··· GIVEN DATA ···
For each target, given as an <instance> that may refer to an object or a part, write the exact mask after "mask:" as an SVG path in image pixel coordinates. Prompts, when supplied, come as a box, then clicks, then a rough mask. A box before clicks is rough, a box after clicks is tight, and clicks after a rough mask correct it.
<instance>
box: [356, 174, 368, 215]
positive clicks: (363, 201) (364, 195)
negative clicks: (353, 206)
···
··· GIVEN DATA ···
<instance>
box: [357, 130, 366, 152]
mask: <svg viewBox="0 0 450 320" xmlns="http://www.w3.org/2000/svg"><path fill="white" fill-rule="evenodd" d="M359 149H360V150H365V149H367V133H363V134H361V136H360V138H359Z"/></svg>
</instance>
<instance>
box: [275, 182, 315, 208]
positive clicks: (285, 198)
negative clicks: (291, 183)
···
··· GIVEN DATA ···
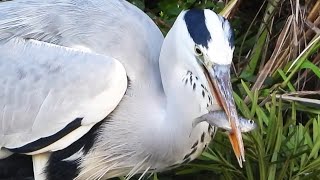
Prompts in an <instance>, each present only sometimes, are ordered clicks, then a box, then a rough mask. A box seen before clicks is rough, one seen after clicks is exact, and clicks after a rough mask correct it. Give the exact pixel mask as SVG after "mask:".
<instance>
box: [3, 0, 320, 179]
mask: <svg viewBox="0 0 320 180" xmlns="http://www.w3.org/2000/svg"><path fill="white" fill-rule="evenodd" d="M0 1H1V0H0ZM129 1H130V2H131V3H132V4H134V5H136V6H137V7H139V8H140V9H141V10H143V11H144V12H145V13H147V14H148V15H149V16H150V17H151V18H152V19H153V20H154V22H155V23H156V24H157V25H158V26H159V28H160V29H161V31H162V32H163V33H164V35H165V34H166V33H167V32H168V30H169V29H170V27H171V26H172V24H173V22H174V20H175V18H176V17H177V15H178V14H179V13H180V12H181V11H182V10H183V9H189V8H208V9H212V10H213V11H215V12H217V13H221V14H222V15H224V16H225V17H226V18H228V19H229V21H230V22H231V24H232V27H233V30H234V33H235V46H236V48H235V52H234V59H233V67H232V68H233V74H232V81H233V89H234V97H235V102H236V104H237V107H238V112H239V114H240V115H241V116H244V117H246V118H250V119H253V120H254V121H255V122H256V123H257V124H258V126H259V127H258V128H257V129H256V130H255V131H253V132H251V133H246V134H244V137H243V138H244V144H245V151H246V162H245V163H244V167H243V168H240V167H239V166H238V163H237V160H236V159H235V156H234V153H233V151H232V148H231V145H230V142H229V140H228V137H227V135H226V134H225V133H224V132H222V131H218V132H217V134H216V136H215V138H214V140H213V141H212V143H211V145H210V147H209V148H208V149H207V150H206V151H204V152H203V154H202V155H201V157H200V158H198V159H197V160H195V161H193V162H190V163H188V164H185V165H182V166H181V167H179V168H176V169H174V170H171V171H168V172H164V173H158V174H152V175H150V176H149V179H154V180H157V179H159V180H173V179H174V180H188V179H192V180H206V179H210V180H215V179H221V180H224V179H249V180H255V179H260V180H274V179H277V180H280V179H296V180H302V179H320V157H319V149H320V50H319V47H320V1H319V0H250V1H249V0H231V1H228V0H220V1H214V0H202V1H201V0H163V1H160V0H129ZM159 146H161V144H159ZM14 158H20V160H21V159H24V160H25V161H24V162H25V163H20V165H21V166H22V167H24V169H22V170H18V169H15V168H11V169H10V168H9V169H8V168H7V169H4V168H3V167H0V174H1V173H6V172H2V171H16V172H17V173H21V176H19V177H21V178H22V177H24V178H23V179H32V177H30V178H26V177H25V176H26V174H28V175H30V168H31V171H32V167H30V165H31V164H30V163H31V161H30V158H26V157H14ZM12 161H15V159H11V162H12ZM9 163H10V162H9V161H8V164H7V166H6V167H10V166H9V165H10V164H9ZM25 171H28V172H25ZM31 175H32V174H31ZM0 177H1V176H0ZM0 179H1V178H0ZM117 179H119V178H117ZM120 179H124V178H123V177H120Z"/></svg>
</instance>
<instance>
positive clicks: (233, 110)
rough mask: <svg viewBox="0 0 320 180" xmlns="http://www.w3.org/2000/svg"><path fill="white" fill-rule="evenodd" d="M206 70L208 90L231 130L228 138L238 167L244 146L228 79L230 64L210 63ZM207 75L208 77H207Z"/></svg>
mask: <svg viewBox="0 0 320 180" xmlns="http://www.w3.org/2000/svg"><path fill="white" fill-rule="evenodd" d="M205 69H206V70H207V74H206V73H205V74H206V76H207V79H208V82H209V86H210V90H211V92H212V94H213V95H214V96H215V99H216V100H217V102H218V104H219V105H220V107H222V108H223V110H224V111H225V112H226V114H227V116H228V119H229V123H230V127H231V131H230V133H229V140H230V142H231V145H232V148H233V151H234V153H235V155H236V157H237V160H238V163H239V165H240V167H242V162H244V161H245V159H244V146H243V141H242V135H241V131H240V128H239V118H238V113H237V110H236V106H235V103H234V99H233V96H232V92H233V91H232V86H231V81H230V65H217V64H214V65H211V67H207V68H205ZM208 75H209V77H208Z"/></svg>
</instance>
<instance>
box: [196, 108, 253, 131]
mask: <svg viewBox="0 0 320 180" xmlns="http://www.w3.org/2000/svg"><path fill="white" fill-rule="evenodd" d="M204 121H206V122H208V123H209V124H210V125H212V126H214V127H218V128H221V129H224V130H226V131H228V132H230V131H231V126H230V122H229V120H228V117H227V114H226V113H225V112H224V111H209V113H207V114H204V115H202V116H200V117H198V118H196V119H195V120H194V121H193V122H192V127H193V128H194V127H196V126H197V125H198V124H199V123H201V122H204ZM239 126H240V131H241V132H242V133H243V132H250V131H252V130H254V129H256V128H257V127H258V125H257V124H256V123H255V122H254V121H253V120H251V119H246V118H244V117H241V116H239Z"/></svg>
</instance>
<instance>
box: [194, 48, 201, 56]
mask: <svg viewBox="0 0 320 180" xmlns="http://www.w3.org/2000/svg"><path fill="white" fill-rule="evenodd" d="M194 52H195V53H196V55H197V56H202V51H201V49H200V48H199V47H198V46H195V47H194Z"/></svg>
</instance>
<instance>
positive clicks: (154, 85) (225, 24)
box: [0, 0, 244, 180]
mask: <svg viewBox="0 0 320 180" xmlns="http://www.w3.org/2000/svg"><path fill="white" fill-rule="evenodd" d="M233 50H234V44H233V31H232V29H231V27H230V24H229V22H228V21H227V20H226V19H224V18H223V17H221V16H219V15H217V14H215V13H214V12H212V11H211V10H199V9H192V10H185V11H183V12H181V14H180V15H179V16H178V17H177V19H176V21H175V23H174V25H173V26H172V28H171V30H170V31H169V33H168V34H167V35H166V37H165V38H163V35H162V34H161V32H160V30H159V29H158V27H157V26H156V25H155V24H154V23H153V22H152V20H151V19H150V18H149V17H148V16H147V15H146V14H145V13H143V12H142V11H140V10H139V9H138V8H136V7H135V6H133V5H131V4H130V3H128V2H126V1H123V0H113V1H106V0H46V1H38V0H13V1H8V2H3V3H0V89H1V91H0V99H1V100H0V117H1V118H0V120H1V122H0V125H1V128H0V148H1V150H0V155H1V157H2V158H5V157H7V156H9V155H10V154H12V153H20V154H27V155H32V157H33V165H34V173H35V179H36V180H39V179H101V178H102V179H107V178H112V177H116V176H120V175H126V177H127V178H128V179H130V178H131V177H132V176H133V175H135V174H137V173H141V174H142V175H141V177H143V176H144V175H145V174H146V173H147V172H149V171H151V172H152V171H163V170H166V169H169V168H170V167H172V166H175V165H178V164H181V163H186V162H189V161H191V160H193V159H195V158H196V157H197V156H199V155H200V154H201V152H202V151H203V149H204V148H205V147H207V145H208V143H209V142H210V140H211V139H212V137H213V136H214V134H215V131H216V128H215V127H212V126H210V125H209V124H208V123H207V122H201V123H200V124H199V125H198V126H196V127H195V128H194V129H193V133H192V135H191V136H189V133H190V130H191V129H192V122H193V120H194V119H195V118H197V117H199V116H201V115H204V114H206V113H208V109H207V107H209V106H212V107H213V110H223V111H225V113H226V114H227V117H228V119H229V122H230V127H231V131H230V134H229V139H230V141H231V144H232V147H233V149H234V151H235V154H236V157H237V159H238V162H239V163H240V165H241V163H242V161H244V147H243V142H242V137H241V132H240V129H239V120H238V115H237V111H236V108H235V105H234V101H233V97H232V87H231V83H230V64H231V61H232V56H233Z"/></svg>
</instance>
···
**PROBLEM TO SOLVE:**
Please show every line above that includes the word "negative".

**ANSWER FOR THE TASK:**
negative clicks: (353, 206)
negative clicks: (291, 183)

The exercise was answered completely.